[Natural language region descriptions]
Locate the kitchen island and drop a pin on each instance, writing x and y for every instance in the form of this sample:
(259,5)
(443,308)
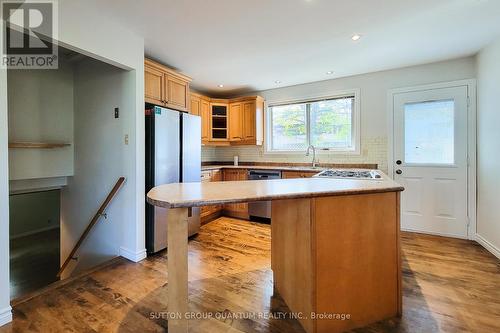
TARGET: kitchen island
(335,246)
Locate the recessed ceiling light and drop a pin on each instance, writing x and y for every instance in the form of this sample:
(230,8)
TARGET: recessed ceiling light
(355,37)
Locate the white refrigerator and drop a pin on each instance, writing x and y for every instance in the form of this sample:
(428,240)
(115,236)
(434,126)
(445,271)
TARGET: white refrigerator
(173,155)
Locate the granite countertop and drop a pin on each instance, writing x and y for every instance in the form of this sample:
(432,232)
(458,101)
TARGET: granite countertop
(182,195)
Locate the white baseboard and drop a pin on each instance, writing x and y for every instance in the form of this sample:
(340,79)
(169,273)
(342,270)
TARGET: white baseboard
(133,255)
(488,246)
(5,315)
(433,233)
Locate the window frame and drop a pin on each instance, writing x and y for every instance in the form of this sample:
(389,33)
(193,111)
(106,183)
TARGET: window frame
(356,128)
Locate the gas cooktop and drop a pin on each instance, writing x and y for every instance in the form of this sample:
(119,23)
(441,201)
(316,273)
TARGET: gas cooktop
(350,174)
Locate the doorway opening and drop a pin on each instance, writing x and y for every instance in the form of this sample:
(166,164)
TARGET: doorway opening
(433,154)
(34,241)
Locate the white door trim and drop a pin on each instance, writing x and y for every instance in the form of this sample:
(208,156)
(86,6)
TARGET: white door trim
(471,140)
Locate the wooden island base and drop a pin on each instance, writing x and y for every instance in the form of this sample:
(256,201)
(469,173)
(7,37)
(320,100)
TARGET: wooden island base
(336,257)
(334,245)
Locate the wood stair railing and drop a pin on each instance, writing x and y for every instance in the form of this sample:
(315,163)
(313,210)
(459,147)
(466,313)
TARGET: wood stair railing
(94,220)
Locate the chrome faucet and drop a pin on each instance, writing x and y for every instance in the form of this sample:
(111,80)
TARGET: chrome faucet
(314,154)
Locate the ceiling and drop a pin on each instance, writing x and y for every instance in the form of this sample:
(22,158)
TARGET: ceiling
(248,45)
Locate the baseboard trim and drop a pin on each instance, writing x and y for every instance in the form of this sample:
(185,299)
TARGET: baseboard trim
(433,233)
(132,255)
(488,246)
(5,315)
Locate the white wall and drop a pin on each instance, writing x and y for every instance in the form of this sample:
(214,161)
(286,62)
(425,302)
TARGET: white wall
(5,312)
(85,29)
(100,159)
(488,144)
(41,110)
(33,212)
(373,103)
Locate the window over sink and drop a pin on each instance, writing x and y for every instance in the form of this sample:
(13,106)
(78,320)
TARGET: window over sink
(328,123)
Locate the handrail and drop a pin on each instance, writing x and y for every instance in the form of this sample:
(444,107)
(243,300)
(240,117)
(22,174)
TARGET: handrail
(94,220)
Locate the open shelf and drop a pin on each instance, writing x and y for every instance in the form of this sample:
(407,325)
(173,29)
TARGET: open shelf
(38,145)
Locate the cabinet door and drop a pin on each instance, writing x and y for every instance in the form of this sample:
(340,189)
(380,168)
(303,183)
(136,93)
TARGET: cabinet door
(195,106)
(178,91)
(249,121)
(234,175)
(154,86)
(235,122)
(205,120)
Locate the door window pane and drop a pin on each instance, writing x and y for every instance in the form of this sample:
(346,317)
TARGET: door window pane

- **Task to complete**
Please reproduce every record exactly, leaving the pictures out.

- **Output of the exercise**
Locate the kitchen island and drop a pin on each instance, writing x and y for every instance in the form of this sample:
(259,5)
(443,308)
TARGET: kitchen island
(335,246)
Locate the recessed ceiling light and drop a pin on each instance, writing x and y for every instance in the form of this sample:
(230,8)
TARGET: recessed ceiling light
(355,37)
Locate the white refrigerator and drop a pin on each instance, writing x and y for every instance in the form of this sample:
(428,240)
(115,236)
(434,126)
(445,271)
TARGET: white refrigerator
(173,155)
Locate the granite countertop and drop a pin on each instance, writing x and y for every instance in the form of this sample:
(432,232)
(458,101)
TARGET: granite countertop
(182,195)
Locate the white baseboard and drop a pin on each instance, writing x and y for every instance in the form of this sample:
(340,79)
(169,273)
(342,270)
TARGET: white baseboard
(133,255)
(488,246)
(5,315)
(433,233)
Locate the window frame and drop a pin on each instance, writing x and y for every instance in the form of this sample:
(389,33)
(193,111)
(106,183)
TARGET: window frame
(356,128)
Locate the gas cooktop and drop a pin on each instance, writing x and y for every instance in the form of this sample:
(119,23)
(441,201)
(316,273)
TARGET: gas cooktop
(350,174)
Locate the doorway opening and drop a pin on each instance, writing x and y for every instance in the form of this sample:
(166,164)
TARGET: doorway opening
(433,154)
(34,241)
Locate the white door trim and drop a pin on each instance, writing x and y for every instance in the form of this sample:
(208,156)
(86,6)
TARGET: white door trim
(471,140)
Locate the wooden island base and drop a pin on each instance, writing x and y for every instance in the form of this sample:
(256,201)
(469,173)
(7,37)
(320,100)
TARGET: wooden island base
(336,257)
(334,245)
Locate the wood stair railing and drop a pin on each instance, writing x and y for every instance in the form of this sample:
(315,163)
(313,210)
(459,147)
(466,313)
TARGET: wood stair railing
(94,220)
Locate the chrome faucet and drop a pin on each instance, writing x and y for every instance in the form of this sample:
(111,80)
TARGET: chrome faucet
(314,154)
Locate the ceiling and drop a pin on each instance, writing x and y for every instance in the form of this sample:
(22,158)
TARGET: ceiling
(248,45)
Locate the baseboard trim and drop a pin on each instance, writing x and y for every instance in the form of this sample:
(185,299)
TARGET: baseboard trim
(433,233)
(132,255)
(488,246)
(5,315)
Locate the white wall and drop a pin on each instance, writing x and y for every instance in the form of this sample:
(214,161)
(286,62)
(425,302)
TARGET: white wall
(5,312)
(85,29)
(100,159)
(488,144)
(41,110)
(33,212)
(373,103)
Locate the window over sink and drop a pin on each instance, writing x and y for every instance in the form of this sample:
(13,106)
(78,320)
TARGET: window over sink
(328,123)
Locate the handrail and drop a pin on each instance, writing x and y for every instance in the form of this sample:
(444,107)
(243,300)
(240,117)
(22,174)
TARGET: handrail
(94,220)
Locate the open shelf and drop a pin on each instance, writing x and y for every instance in the form of this sample:
(407,325)
(173,29)
TARGET: open shelf
(38,145)
Locate the cabinet door and drop a pin on each instance, writing x and y for every instance in the form of this sample:
(340,189)
(380,168)
(303,183)
(136,93)
TARGET: cabinet door
(195,106)
(178,91)
(249,121)
(234,175)
(154,86)
(235,122)
(205,120)
Locate the door window pane and drop a pin on each instance, writing x and y for every instance in the form of this sample:
(346,317)
TARGET: door window pane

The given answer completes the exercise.